### [WHAT TO PRODUCE]
List every line in the data below that contains the word "window", matching case exactly.

### [PROVIDED RECORDS]
Begin

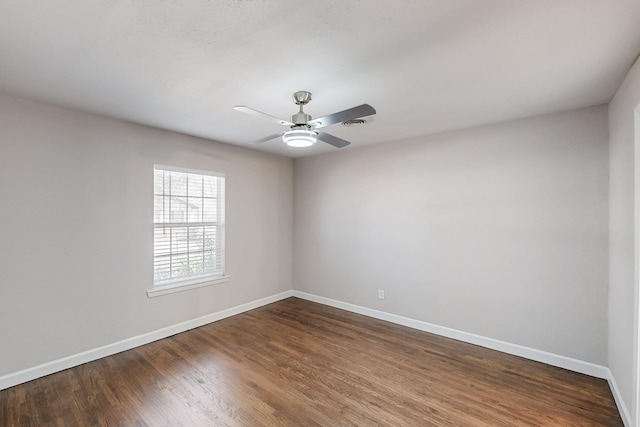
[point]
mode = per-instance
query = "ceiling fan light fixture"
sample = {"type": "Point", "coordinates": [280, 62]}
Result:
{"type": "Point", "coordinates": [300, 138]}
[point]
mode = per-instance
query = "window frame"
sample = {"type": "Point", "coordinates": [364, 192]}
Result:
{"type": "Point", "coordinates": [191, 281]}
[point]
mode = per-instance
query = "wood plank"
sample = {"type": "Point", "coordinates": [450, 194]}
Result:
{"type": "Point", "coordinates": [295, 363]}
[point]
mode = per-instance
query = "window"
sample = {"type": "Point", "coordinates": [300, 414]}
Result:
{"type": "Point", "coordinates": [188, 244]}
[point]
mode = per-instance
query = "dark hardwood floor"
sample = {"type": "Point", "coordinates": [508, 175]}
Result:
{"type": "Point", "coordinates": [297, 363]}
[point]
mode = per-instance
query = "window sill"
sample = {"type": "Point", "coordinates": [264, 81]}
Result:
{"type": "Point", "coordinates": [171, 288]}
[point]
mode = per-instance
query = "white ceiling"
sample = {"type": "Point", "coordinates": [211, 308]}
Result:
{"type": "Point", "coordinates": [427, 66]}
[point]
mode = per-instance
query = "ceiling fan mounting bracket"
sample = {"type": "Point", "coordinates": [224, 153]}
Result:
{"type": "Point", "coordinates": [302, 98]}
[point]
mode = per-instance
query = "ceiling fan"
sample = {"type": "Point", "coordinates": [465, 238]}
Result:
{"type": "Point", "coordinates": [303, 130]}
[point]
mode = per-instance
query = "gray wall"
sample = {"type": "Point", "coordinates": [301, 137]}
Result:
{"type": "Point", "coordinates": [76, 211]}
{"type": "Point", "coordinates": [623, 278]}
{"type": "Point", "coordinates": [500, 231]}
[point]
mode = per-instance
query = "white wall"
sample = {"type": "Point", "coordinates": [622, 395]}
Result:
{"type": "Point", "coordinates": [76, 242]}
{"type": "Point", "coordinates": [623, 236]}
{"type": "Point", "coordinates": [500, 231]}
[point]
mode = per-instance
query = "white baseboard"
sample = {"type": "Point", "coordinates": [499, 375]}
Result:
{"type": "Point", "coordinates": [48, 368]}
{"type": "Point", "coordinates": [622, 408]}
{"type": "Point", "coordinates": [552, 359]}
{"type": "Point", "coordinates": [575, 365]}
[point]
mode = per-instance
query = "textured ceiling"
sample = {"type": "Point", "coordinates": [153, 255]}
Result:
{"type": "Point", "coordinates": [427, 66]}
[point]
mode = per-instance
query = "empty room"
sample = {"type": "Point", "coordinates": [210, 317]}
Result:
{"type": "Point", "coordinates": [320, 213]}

End
Begin

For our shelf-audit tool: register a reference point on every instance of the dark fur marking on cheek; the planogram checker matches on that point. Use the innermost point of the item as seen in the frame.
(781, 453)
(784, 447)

End
Begin

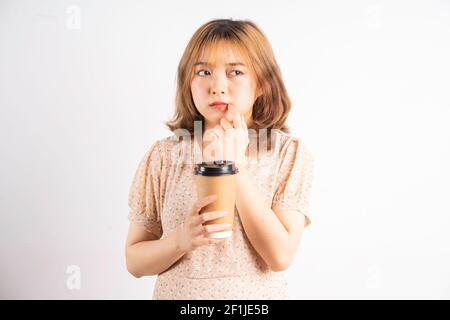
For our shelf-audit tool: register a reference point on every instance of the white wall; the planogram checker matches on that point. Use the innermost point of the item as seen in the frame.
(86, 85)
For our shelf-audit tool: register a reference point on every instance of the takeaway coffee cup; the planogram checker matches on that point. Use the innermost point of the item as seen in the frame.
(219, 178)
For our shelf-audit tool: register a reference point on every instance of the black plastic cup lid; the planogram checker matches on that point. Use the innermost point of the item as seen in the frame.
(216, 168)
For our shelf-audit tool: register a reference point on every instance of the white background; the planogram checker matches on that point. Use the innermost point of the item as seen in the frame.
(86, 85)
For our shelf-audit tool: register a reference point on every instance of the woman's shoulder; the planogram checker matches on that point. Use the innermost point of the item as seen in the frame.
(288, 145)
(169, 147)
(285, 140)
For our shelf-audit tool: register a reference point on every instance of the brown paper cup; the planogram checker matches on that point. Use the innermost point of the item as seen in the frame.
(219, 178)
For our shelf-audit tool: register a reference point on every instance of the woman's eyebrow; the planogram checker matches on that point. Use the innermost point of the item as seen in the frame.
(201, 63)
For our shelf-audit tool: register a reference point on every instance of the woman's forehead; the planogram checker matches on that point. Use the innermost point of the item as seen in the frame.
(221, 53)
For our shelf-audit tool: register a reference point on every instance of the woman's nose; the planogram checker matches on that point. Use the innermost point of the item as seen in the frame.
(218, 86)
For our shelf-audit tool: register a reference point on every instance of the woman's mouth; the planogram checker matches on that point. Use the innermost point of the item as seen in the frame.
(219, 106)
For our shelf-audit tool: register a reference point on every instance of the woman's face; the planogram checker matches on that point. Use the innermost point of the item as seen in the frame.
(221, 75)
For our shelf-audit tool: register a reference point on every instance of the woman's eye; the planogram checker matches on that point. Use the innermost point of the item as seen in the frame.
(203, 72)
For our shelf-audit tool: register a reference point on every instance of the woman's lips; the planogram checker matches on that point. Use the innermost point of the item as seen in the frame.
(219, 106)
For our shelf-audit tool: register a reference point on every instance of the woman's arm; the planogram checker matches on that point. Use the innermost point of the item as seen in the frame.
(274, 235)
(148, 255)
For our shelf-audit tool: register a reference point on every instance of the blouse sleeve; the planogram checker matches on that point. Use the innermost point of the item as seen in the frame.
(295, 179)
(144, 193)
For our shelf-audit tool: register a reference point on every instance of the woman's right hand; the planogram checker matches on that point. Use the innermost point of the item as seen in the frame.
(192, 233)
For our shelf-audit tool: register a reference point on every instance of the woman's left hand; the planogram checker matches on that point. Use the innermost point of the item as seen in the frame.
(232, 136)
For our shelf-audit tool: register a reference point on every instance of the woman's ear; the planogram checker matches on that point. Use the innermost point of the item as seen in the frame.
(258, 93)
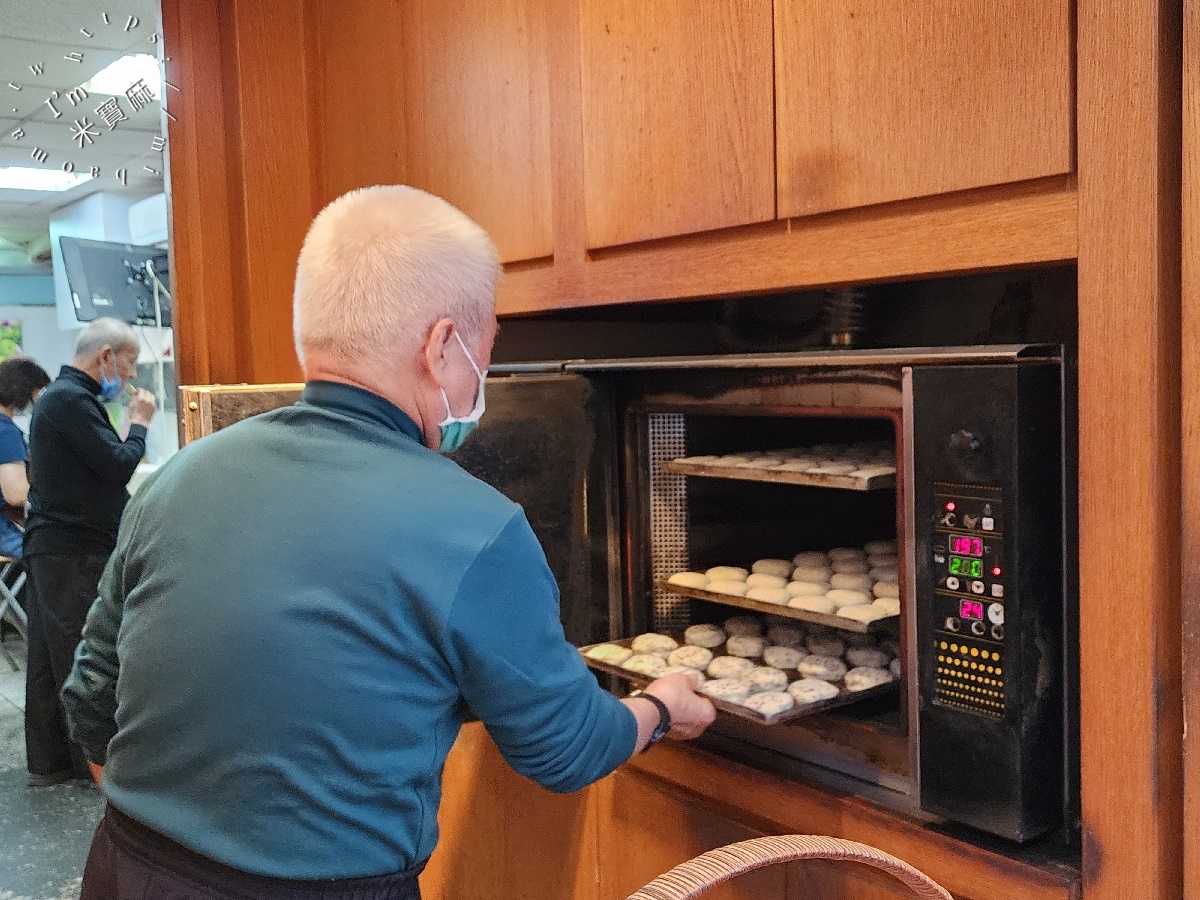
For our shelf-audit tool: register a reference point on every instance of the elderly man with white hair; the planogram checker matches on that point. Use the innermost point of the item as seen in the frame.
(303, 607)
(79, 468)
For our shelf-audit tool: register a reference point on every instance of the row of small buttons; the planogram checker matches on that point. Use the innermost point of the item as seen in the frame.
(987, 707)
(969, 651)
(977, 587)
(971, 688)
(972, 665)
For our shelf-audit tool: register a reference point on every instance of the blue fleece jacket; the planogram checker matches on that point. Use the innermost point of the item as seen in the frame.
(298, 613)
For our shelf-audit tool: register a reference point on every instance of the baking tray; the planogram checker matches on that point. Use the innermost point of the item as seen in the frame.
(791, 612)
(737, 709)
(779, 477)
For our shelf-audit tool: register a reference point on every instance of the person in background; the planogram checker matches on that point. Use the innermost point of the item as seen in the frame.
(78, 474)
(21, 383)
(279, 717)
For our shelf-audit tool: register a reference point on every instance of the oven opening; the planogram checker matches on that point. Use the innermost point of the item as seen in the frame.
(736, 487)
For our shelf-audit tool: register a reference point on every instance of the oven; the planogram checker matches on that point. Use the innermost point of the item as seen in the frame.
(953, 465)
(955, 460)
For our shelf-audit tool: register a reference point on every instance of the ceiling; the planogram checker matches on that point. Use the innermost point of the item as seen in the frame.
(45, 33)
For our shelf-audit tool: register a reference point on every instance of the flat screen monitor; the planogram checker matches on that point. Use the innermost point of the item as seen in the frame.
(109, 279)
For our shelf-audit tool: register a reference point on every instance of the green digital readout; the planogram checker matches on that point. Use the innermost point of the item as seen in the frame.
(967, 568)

End

### [FULL RESPONSE]
query = "window frame"
query = "window"
query = "window sill"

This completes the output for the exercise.